INSTRUCTION:
Locate every line in the records below that contains the string "query", and copy each of those lines.

::: DATA LINES

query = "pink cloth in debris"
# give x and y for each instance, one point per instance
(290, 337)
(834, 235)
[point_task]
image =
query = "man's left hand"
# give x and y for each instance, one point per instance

::::::
::: DATA LINES

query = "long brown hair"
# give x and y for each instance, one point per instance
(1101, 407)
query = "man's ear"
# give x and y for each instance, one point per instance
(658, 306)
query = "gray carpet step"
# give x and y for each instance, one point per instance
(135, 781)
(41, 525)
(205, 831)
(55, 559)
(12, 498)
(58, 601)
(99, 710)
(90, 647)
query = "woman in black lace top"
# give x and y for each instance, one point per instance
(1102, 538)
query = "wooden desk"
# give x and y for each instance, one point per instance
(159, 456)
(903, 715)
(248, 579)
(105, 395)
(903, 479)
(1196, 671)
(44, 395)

::::::

CORRECT ANSWER:
query = "pink cloth in debris"
query = "man's left hand"
query = "long brown hair"
query = "man's ear"
query = "gray carpet step"
query = "woman in black lace top"
query = "wooden desk"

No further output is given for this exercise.